Exercise objective:
Here are some records. Copy each one exactly.

Collected data:
-=-=-=-=-

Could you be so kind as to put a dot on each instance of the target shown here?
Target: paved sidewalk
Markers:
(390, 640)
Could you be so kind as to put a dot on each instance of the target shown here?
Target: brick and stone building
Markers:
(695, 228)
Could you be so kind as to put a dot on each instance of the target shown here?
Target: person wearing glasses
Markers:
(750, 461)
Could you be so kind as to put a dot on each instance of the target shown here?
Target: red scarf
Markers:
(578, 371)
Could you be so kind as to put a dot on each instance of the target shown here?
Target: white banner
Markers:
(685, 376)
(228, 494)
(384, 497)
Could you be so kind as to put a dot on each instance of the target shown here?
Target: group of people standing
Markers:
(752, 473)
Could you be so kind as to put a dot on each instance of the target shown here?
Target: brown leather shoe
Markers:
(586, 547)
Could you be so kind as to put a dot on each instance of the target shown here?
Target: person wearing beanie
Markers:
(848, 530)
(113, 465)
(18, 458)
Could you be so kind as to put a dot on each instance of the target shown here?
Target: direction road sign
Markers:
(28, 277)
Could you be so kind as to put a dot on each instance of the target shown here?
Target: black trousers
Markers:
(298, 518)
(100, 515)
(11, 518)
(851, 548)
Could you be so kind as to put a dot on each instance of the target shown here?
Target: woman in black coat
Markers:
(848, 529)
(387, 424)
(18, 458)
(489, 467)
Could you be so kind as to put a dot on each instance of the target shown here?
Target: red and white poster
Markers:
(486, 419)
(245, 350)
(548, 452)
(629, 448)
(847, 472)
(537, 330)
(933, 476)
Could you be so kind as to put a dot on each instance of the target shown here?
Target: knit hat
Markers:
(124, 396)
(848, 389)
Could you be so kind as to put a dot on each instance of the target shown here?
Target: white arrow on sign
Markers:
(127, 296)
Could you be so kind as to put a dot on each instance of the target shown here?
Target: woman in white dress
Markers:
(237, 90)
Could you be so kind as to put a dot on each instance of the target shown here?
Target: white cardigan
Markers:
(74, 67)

-=-=-=-=-

Solution:
Could you be so kind as to put a dot on each instance of the target shown here?
Target: paved sidewalk
Markers:
(390, 640)
Could you be so kind as to put a dot on each instance of the target shown here?
Target: brick and stone building
Markers:
(695, 228)
Could you be so kind as to put a dot on each instance of the target shown here?
Target: person wearing glasses
Markers:
(750, 461)
Could you be so kind as to put a dot on each instance of the target shown here?
Target: red scarf
Markers:
(578, 371)
Could you be so kind as to put a dot on each instance of the target shown here?
Target: white banner
Markers:
(685, 376)
(228, 494)
(384, 497)
Could you be so kind as to put a dot on each instance of the target shown here?
Target: group of people standing
Markers:
(752, 473)
Could you be so kind as to put a dot on each instance of the target shown here?
Target: brown leather shoe
Markers:
(586, 547)
Could you be so kind as to put a dot on each instance of the target shown here?
Target: person wearing beanie
Markers:
(848, 530)
(113, 465)
(18, 458)
Could you be so kind as to put a dot on each instance of the target shown here?
Target: direction road sign
Markers:
(28, 277)
Could you be so kind as to put a dot on each instance of the target shown here?
Target: black trousers
Markers:
(298, 518)
(100, 515)
(11, 518)
(851, 548)
Could you be so kind as to put a dot on each instance of the target shown here?
Target: woman in black coat
Markers:
(848, 529)
(387, 424)
(18, 458)
(489, 467)
Could you be so kind as to put a dot on each instance of the target shown here?
Target: red and white poster
Markers:
(486, 419)
(245, 350)
(548, 452)
(629, 448)
(847, 472)
(537, 330)
(933, 476)
Could you be so kind as to put a dot on each instance of the target shown here?
Target: knit hat
Markers:
(124, 396)
(848, 389)
Could you be so kind as to put a dot on each instance of the target shown here?
Target: white arrow on sign
Markers:
(127, 296)
Could you be so kind as to put a dot on each instance of the target shown here?
Target: woman in white dress
Markers:
(237, 90)
Could you be so kind as to put a dot on each instance of the target shown here?
Target: white cardigan
Markers:
(74, 67)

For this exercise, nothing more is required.